Excerpted text:
##########

There’s the friend I talk to on Saturday mornings, trading stories about our week, and the one I call when I melt down at work, and the one I talked to for hours recently as we looped around a Chicago park. Those interactions are fun and meaningful. It all helps. It’s just not enough. I’m not sure what “enough” is.

Loneliness is not about objective isolation, but the perception of it. The late neuroscientist John Cacioppo, known for his groundbreaking work on loneliness, said in a 2016 interview that “disconnection is differentially painful. Some people it hardly bothers at all, some people it disturbs so much as to become a pathology.” For me, the care of others can feel like starlight: visible, yet too far away for warmth.

A wide circle of acquaintances, which I have, cannot deliver a person from loneliness. The pandemic showed me that for most people, I am a “nice to have”, not a necessary part of their emotional infrastructure. We retrenched in March, turned inward, turned to those who live in our homes and, like I said, I live alone.

Though I am friendly with many — I talk to neighbours, to fellow parishioners at church, to all kinds of strangers — it’s hard to say at this point that there’s a single person who knows the minutiae of my life. Novelist Ann Patchett wrote in 2003 that real intimacy was “not the person who calls to say, ‘I’m having an affair’; it’s the friend who calls to say, ‘Why do I have four jars of pickles in my refrigerator?’” The person who listens to your story about watching a woodpecker.

##########

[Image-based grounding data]

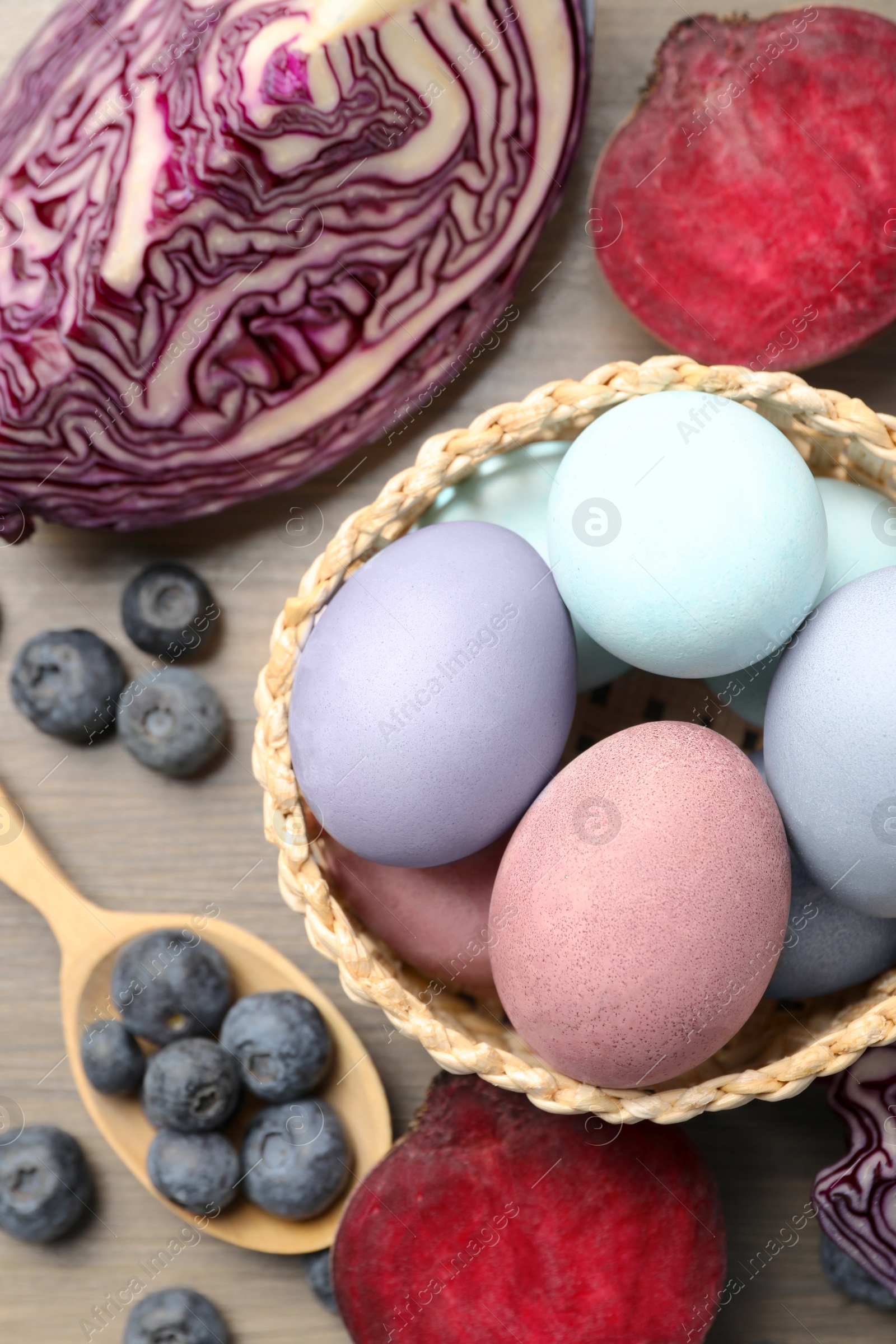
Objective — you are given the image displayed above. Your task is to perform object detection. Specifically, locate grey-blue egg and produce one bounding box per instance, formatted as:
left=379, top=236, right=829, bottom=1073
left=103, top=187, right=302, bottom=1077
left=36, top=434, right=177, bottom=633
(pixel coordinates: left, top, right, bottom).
left=764, top=566, right=896, bottom=920
left=421, top=441, right=629, bottom=691
left=750, top=752, right=896, bottom=998
left=764, top=850, right=896, bottom=998
left=289, top=521, right=576, bottom=868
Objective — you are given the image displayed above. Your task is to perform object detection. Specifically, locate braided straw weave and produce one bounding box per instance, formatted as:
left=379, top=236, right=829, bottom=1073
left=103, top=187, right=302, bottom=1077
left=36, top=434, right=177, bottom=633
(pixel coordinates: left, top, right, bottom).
left=253, top=355, right=896, bottom=1123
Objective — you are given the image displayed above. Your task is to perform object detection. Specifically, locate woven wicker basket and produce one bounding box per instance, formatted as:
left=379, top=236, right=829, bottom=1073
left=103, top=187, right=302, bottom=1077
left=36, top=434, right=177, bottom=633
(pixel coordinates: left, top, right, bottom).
left=253, top=355, right=896, bottom=1123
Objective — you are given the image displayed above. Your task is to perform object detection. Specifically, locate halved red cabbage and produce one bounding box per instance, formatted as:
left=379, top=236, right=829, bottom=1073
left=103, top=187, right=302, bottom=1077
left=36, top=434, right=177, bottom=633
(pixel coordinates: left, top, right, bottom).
left=813, top=1046, right=896, bottom=1293
left=0, top=0, right=586, bottom=539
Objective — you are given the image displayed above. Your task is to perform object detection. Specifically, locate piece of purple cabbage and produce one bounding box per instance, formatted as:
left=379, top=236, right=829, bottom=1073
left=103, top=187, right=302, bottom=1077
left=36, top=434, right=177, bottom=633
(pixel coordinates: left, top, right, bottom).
left=0, top=0, right=587, bottom=540
left=813, top=1046, right=896, bottom=1294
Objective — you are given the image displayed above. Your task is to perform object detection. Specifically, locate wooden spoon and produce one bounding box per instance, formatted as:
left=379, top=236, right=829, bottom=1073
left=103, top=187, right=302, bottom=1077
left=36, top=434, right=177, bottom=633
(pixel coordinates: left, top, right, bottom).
left=0, top=789, right=392, bottom=1256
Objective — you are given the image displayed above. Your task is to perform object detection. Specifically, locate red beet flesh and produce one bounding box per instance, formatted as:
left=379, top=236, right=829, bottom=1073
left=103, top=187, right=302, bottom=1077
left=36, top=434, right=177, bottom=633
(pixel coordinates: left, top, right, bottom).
left=587, top=7, right=896, bottom=371
left=333, top=1074, right=725, bottom=1344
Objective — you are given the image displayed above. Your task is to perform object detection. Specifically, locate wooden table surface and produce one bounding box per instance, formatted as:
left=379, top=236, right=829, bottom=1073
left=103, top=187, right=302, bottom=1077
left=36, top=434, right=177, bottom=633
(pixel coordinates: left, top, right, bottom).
left=0, top=0, right=896, bottom=1344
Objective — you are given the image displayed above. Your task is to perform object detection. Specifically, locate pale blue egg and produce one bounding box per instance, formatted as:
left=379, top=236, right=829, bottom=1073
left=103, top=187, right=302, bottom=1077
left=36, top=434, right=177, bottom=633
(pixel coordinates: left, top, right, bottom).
left=548, top=393, right=828, bottom=678
left=421, top=440, right=629, bottom=691
left=707, top=476, right=896, bottom=729
left=815, top=476, right=896, bottom=602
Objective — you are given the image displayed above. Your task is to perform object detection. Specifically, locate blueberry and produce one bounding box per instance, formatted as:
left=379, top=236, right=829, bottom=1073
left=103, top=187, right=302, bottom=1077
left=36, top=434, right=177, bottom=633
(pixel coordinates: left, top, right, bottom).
left=302, top=1247, right=338, bottom=1316
left=81, top=1018, right=146, bottom=1094
left=821, top=1233, right=896, bottom=1312
left=117, top=666, right=226, bottom=778
left=220, top=989, right=333, bottom=1102
left=142, top=1038, right=240, bottom=1135
left=121, top=561, right=220, bottom=657
left=0, top=1125, right=91, bottom=1242
left=146, top=1129, right=239, bottom=1217
left=123, top=1287, right=230, bottom=1344
left=111, top=928, right=230, bottom=1046
left=10, top=631, right=125, bottom=742
left=243, top=1099, right=351, bottom=1217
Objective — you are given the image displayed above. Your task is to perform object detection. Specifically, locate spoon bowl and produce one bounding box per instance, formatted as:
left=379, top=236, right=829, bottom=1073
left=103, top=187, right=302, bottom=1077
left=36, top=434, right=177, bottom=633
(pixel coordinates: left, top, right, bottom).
left=0, top=789, right=392, bottom=1256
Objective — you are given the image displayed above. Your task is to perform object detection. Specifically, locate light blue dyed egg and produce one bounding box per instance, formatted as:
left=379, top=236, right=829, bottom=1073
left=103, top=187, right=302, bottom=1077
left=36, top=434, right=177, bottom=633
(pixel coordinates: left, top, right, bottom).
left=421, top=441, right=629, bottom=691
left=707, top=476, right=896, bottom=729
left=289, top=523, right=575, bottom=868
left=764, top=566, right=896, bottom=920
left=548, top=393, right=828, bottom=678
left=750, top=752, right=896, bottom=998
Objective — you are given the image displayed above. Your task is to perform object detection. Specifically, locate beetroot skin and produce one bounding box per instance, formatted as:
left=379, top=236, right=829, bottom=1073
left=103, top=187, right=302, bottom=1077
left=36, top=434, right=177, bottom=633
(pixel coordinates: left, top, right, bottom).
left=333, top=1074, right=725, bottom=1344
left=587, top=7, right=896, bottom=371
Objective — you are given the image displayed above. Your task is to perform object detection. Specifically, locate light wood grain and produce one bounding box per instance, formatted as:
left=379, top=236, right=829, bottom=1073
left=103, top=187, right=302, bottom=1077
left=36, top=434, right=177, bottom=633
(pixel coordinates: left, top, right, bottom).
left=0, top=789, right=392, bottom=1256
left=0, top=0, right=896, bottom=1344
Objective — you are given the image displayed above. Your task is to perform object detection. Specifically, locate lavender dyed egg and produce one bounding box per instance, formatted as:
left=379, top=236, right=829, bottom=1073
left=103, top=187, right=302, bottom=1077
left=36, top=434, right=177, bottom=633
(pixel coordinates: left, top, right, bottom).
left=326, top=834, right=509, bottom=996
left=289, top=523, right=576, bottom=868
left=491, top=722, right=790, bottom=1088
left=764, top=566, right=896, bottom=920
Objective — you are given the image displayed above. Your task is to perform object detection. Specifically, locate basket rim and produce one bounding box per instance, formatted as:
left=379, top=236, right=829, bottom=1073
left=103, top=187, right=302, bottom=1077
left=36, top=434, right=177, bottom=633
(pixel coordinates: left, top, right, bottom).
left=253, top=355, right=896, bottom=1123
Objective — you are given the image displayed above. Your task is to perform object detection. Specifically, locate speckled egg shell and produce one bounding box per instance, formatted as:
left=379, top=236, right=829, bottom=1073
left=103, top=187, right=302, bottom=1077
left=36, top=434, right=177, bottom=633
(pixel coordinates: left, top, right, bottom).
left=707, top=476, right=896, bottom=729
left=548, top=391, right=828, bottom=678
left=750, top=752, right=896, bottom=998
left=421, top=440, right=629, bottom=691
left=491, top=722, right=790, bottom=1088
left=326, top=834, right=509, bottom=997
left=763, top=566, right=896, bottom=918
left=289, top=523, right=575, bottom=868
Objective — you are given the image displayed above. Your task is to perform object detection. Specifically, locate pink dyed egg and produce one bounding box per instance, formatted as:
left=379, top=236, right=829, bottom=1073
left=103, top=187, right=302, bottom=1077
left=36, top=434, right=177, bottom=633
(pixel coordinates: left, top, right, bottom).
left=326, top=830, right=511, bottom=996
left=491, top=722, right=790, bottom=1088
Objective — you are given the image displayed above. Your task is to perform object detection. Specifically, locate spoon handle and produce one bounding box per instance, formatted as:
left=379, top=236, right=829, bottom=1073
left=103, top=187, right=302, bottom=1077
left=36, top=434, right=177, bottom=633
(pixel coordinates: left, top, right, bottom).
left=0, top=786, right=111, bottom=955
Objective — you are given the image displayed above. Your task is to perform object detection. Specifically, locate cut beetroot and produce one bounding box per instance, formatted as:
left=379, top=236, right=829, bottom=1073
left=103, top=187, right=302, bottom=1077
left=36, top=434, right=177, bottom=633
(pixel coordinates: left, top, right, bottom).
left=587, top=8, right=896, bottom=371
left=333, top=1074, right=725, bottom=1344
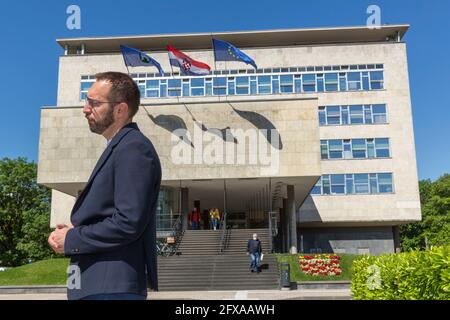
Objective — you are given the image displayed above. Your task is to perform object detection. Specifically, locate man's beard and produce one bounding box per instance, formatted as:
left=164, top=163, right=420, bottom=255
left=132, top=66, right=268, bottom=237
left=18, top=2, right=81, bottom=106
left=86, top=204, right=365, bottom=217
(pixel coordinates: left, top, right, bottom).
left=88, top=108, right=114, bottom=134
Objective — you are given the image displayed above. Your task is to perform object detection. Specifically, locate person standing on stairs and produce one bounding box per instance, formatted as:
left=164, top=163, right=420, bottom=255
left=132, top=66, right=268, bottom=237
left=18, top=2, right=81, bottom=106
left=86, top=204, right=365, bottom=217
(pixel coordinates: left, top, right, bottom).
left=247, top=233, right=262, bottom=273
left=210, top=208, right=220, bottom=230
left=189, top=207, right=201, bottom=230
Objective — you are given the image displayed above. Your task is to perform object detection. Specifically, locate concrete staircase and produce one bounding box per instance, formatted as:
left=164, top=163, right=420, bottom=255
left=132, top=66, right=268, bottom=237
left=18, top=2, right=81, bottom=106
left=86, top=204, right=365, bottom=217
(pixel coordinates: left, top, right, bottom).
left=158, top=229, right=279, bottom=291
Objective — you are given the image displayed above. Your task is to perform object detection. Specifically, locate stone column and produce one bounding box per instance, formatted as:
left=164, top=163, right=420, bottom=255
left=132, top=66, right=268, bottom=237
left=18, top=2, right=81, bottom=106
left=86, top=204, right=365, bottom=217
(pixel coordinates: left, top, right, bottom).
left=283, top=198, right=289, bottom=252
left=286, top=185, right=297, bottom=254
left=392, top=226, right=401, bottom=253
left=181, top=188, right=189, bottom=230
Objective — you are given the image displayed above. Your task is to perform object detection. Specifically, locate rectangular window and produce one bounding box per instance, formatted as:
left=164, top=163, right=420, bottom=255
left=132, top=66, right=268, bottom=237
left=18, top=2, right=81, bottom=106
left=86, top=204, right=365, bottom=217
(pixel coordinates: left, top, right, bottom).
left=328, top=140, right=342, bottom=159
left=294, top=74, right=302, bottom=93
left=366, top=139, right=375, bottom=159
left=339, top=72, right=347, bottom=91
left=213, top=77, right=227, bottom=96
left=322, top=174, right=330, bottom=194
left=369, top=173, right=378, bottom=193
left=280, top=75, right=294, bottom=93
left=372, top=104, right=387, bottom=123
left=303, top=74, right=316, bottom=92
left=331, top=174, right=345, bottom=194
left=364, top=105, right=372, bottom=124
left=250, top=77, right=258, bottom=95
left=205, top=78, right=212, bottom=96
left=378, top=173, right=393, bottom=193
left=258, top=76, right=271, bottom=94
left=320, top=140, right=328, bottom=159
left=325, top=73, right=338, bottom=91
left=375, top=138, right=390, bottom=158
left=145, top=80, right=159, bottom=98
left=182, top=79, right=190, bottom=97
left=350, top=106, right=364, bottom=124
left=311, top=178, right=322, bottom=194
left=353, top=173, right=369, bottom=193
left=316, top=73, right=324, bottom=92
left=370, top=71, right=384, bottom=90
left=272, top=76, right=280, bottom=94
left=352, top=139, right=366, bottom=159
left=228, top=77, right=235, bottom=96
left=343, top=139, right=353, bottom=159
left=236, top=77, right=249, bottom=94
left=311, top=173, right=393, bottom=195
left=326, top=106, right=341, bottom=125
left=362, top=72, right=370, bottom=90
left=168, top=79, right=181, bottom=97
left=191, top=78, right=205, bottom=96
left=341, top=106, right=350, bottom=124
left=345, top=174, right=355, bottom=194
left=347, top=72, right=361, bottom=91
left=319, top=107, right=327, bottom=126
left=81, top=81, right=94, bottom=91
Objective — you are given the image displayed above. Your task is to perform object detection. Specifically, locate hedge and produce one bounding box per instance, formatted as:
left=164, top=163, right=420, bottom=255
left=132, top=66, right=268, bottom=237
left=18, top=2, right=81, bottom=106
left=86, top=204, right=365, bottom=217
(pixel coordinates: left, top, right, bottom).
left=351, top=246, right=450, bottom=300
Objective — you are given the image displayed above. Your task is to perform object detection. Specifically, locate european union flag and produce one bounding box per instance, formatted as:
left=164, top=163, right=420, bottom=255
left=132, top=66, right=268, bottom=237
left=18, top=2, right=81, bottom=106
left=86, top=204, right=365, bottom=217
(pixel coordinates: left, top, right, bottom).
left=213, top=39, right=257, bottom=69
left=120, top=46, right=164, bottom=76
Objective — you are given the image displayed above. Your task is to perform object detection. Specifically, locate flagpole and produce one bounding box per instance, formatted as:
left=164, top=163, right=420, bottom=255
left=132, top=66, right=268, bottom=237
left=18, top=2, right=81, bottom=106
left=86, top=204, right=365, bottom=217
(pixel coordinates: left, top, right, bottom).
left=120, top=49, right=130, bottom=75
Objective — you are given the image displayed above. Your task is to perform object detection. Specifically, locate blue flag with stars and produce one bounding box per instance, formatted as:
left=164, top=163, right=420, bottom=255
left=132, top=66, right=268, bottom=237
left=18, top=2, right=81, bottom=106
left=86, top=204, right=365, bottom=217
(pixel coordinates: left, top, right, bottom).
left=120, top=46, right=164, bottom=76
left=213, top=39, right=257, bottom=69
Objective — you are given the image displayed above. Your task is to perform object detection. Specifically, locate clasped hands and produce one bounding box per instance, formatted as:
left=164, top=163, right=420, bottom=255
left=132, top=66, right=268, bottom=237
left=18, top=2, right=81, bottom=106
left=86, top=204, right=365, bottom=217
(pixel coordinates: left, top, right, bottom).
left=48, top=223, right=73, bottom=254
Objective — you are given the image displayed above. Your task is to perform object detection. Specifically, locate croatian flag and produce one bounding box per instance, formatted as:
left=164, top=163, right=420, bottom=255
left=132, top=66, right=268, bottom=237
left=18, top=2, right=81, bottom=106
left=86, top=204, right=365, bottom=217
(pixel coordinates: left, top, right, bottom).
left=167, top=46, right=211, bottom=76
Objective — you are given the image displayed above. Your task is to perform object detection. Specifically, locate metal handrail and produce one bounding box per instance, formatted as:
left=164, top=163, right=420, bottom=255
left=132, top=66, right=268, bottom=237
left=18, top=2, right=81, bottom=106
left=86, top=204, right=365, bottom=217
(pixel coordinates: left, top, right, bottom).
left=267, top=212, right=273, bottom=252
left=219, top=211, right=227, bottom=254
left=172, top=214, right=183, bottom=254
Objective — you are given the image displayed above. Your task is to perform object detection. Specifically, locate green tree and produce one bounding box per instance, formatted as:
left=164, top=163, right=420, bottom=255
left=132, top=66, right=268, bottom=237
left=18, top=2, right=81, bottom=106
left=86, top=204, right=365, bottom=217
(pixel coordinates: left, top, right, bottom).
left=400, top=174, right=450, bottom=251
left=0, top=158, right=53, bottom=266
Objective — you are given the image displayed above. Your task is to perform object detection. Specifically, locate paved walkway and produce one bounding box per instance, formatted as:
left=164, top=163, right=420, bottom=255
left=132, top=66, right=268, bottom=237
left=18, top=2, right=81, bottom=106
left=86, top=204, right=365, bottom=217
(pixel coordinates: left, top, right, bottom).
left=0, top=289, right=351, bottom=300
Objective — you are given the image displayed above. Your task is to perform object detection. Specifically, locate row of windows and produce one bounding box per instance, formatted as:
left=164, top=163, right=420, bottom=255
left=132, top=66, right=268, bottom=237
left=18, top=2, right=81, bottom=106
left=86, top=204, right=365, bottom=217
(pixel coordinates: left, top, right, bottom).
left=320, top=138, right=390, bottom=159
left=81, top=64, right=384, bottom=80
left=311, top=173, right=394, bottom=195
left=80, top=70, right=384, bottom=99
left=319, top=104, right=387, bottom=126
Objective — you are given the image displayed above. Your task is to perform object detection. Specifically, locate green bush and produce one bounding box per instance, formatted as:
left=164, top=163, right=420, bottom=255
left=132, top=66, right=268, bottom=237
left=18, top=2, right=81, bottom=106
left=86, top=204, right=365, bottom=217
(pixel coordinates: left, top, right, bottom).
left=351, top=246, right=450, bottom=300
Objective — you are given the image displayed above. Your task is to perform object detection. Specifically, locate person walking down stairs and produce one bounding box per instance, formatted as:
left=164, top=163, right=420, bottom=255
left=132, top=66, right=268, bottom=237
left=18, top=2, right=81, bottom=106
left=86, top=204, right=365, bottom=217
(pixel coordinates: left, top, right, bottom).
left=247, top=233, right=262, bottom=273
left=189, top=207, right=201, bottom=230
left=209, top=208, right=220, bottom=230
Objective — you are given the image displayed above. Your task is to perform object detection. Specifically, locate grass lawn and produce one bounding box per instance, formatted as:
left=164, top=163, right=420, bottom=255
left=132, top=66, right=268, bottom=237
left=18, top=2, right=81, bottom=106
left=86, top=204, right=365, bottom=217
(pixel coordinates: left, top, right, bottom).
left=275, top=254, right=360, bottom=282
left=0, top=258, right=69, bottom=286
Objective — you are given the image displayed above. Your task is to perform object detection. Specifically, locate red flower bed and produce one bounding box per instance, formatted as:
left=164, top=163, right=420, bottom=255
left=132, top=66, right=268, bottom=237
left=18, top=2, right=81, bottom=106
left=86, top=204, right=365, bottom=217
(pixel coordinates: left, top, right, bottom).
left=298, top=254, right=342, bottom=277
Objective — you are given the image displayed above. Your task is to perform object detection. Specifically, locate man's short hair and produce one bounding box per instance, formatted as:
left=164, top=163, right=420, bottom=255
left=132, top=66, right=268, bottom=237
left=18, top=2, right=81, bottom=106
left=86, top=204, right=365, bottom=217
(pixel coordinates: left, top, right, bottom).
left=95, top=71, right=141, bottom=119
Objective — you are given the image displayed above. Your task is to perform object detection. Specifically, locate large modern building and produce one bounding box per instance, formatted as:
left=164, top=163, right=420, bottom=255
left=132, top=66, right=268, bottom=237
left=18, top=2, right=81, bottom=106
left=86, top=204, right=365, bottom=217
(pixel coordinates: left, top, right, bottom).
left=38, top=25, right=421, bottom=254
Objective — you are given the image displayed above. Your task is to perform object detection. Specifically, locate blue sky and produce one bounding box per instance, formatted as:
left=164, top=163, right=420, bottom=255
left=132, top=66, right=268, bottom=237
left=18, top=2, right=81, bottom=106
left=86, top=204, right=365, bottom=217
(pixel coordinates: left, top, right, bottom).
left=0, top=0, right=450, bottom=179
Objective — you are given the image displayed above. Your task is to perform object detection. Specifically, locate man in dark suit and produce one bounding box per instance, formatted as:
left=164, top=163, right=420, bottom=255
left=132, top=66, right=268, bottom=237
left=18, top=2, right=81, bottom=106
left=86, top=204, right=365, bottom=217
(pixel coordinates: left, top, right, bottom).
left=48, top=72, right=161, bottom=300
left=247, top=233, right=262, bottom=273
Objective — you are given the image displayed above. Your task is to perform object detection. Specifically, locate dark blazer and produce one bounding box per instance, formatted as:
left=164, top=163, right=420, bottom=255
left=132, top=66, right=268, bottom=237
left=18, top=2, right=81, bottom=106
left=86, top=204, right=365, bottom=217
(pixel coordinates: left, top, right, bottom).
left=64, top=123, right=161, bottom=300
left=247, top=239, right=262, bottom=254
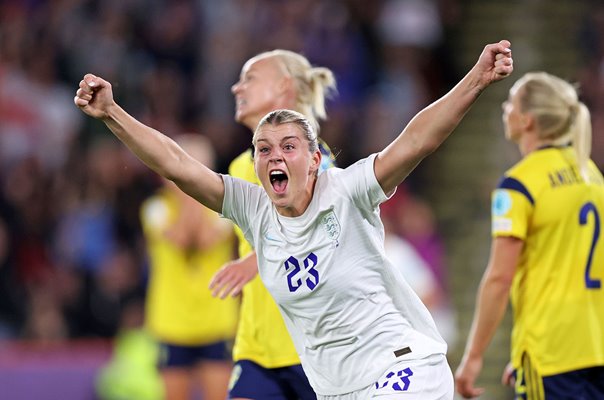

##########

Task statement:
In the essay on loneliness, in which city was the park where the writer walked and talked with a friend for hours? These items were drawn from a different source than the essay.

Response below:
Chicago.